* [Requirement]: The response should be an exact transcription of the data below, free of images.

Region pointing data
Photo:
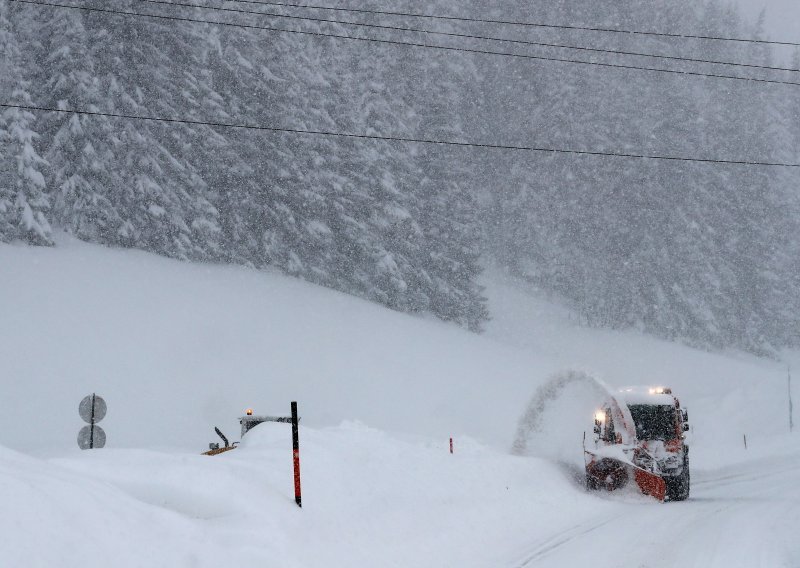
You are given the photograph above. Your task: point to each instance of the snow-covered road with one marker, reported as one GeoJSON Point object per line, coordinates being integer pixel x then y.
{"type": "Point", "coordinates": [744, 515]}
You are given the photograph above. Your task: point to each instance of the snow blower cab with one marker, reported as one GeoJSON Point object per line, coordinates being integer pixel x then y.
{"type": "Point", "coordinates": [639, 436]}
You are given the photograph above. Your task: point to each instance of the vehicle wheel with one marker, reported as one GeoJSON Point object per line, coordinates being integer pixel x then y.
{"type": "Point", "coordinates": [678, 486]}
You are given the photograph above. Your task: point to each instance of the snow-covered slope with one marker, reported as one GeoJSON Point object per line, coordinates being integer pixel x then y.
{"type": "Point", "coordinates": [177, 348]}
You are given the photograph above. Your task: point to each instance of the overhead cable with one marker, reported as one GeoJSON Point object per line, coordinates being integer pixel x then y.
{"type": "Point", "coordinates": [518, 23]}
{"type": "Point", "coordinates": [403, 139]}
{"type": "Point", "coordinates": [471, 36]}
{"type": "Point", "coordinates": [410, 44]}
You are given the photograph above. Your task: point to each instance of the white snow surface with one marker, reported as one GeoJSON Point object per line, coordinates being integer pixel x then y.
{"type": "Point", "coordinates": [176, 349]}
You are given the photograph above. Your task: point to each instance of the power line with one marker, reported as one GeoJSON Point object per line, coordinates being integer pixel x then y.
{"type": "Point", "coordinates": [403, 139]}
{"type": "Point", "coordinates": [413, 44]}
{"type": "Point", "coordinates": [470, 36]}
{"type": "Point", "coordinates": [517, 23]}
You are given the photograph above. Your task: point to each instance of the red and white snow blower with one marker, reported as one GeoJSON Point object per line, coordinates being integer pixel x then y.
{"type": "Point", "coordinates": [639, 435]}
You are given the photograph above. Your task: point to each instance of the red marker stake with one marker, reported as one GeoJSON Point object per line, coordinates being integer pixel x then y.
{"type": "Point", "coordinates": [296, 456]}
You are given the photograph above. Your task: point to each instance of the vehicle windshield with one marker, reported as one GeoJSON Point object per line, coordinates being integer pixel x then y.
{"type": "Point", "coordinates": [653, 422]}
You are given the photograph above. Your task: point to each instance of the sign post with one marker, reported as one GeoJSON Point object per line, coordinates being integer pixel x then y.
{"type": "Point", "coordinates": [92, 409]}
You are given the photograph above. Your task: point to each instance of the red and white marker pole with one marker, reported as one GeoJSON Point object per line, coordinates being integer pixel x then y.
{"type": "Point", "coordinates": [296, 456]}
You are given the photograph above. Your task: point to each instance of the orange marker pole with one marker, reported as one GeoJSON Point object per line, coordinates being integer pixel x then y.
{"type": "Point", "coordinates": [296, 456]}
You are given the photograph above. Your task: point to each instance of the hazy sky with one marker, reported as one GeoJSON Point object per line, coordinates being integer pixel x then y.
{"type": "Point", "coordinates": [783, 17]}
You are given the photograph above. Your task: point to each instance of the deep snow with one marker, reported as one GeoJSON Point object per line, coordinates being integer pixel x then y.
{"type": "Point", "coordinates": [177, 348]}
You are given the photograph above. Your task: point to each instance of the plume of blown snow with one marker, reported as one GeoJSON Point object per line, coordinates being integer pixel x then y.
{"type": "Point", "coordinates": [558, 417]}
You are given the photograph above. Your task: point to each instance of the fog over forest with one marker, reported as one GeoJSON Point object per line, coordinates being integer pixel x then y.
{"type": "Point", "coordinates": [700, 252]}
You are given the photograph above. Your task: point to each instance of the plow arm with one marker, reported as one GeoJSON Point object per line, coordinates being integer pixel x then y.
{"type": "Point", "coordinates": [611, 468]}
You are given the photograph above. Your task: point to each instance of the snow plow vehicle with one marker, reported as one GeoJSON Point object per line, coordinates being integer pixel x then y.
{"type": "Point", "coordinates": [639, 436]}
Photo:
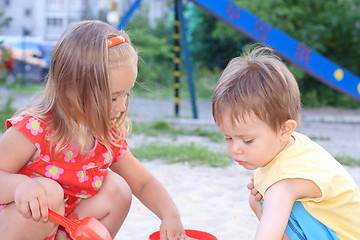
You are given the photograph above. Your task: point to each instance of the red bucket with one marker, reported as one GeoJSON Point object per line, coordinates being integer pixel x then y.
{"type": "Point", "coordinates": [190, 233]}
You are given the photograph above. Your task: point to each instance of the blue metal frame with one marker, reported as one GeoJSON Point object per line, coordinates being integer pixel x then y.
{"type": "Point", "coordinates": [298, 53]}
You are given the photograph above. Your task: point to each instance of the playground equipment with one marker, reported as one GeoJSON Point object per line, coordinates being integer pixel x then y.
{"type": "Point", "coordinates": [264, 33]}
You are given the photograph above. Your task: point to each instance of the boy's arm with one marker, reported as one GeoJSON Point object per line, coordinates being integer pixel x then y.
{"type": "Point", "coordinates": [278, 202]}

* [Task result]:
Photo:
You are given the photograph above. Your task: point to each instance of the snow-covered road with one marker, reported as one GeoJSON Point object per line, coordinates being integer pixel x then y.
{"type": "Point", "coordinates": [744, 515]}
You are given the photograph above. Your task: point to each instance of the snow blower cab with one marker, reported as one GeoJSON Point object per line, coordinates being integer pixel x then y.
{"type": "Point", "coordinates": [639, 436]}
You are given the photograph above. Your task: point to each instance of the vehicle wheel with one marker, reported as one GeoJSON Point object per line, coordinates being integer pixel x then y.
{"type": "Point", "coordinates": [678, 486]}
You are given the photograph above. Your task: point to each instance of the snow-covered slope with one marker, reported as one GeoJSON Point object per line, coordinates being integer pixel x then y.
{"type": "Point", "coordinates": [177, 348]}
You are given the photograph above. Your task: point to each instance of the overhead cable with one marker, reported as one GeoJSON Point object per line, coordinates being integer pixel x then y.
{"type": "Point", "coordinates": [518, 23]}
{"type": "Point", "coordinates": [403, 139]}
{"type": "Point", "coordinates": [471, 36]}
{"type": "Point", "coordinates": [410, 44]}
You are given the photograph above. Your task: point to each instance of the white snow surface with one marker, reported as one GeoJSON Point object per line, coordinates being integer pixel x then y.
{"type": "Point", "coordinates": [176, 349]}
You are given the photograph above. Your task: point to each instance of the power line with one marker, reported as one GeoJSON Point object per line, coordinates being integer pixel x then y.
{"type": "Point", "coordinates": [403, 139]}
{"type": "Point", "coordinates": [413, 44]}
{"type": "Point", "coordinates": [470, 36]}
{"type": "Point", "coordinates": [517, 23]}
You are given the photograph above. Your task: point to each instance of the red and white snow blower with one marker, reported as one GeoJSON Point object per line, coordinates being integer pixel x then y.
{"type": "Point", "coordinates": [639, 435]}
You are given the photograph above. Your task: point to each instance of the red marker stake with one marker, reported as one GeoJSON Point object per line, coordinates being integer pixel x then y.
{"type": "Point", "coordinates": [296, 456]}
You are given the photograph above. Your task: point to each instance of the vehicle windshield with one marker, reported as one GeoJSON Point object per line, coordinates being integer pixel x then y.
{"type": "Point", "coordinates": [653, 422]}
You are given the photograph above. Your task: point to each instance of the sign post with one marker, reported as one GeoJSON Point object per line, coordinates being integer pixel x then y.
{"type": "Point", "coordinates": [92, 409]}
You are given the photograph above. Your task: point to each instance of the red and white marker pole with one marker, reported as one GeoJSON Point object per line, coordinates being integer pixel x then y.
{"type": "Point", "coordinates": [296, 456]}
You are given the photograph above. Your task: point to each instance of the orange marker pole with one marker, reported as one GeoJSON Point object per line, coordinates being integer pixel x then y.
{"type": "Point", "coordinates": [296, 456]}
You are given the photograph above. Your task: point to each instance of the hazy sky with one marker, reported as one GeoJSON Point object per line, coordinates being integer pixel x then y.
{"type": "Point", "coordinates": [783, 17]}
You are given the photograph above. Your task: point to each instance of the deep snow with one marker, reported as one GeoJSON Point object per line, coordinates being integer pixel x then y.
{"type": "Point", "coordinates": [177, 348]}
You are given the photograph above. Your task: point to each instance of the plume of blown snow with one marker, reported as one GeoJSON Point object per line, coordinates being integer pixel x then y.
{"type": "Point", "coordinates": [558, 417]}
You are given the photograph above. Your task: point to each instance of the fog over forest with one marker, reported as one GeoJSON Point object per line, coordinates being integer pixel x then y.
{"type": "Point", "coordinates": [700, 252]}
You are given the photograph above. Your task: point to each instance of the plow arm with one marker, reported as one GeoJSON Point object per line, coordinates being integer pixel x then y.
{"type": "Point", "coordinates": [611, 468]}
You are given the photograph above. Your task: point to each instance of the snow plow vehicle with one marker, reported as one GeoJSON Point object per line, coordinates being integer pixel x then y.
{"type": "Point", "coordinates": [639, 436]}
Photo:
You are given the photograph above. Your task: point to each instance of the red bucket with one marker, reported as one GeoJSON Point object per line, coordinates being integer pixel x then y.
{"type": "Point", "coordinates": [190, 233]}
You are given the photograph above. Your task: point to each instance of the blue metal frame with one marker, reported as one GeoJSON Point object per line, coordinates being integer pixel x then y.
{"type": "Point", "coordinates": [298, 53]}
You are given the photograph above. Your task: point to each instance of the playground equipment with one marker, reported as one GeoJSON Point object per line, coordinates being integer pixel x then y.
{"type": "Point", "coordinates": [264, 33]}
You are given the photograph above. Your task: point to each instance of the boy's arm with one marker, reported as one GeoJSON Point object per line, coordinates being integer pixel x then y.
{"type": "Point", "coordinates": [278, 202]}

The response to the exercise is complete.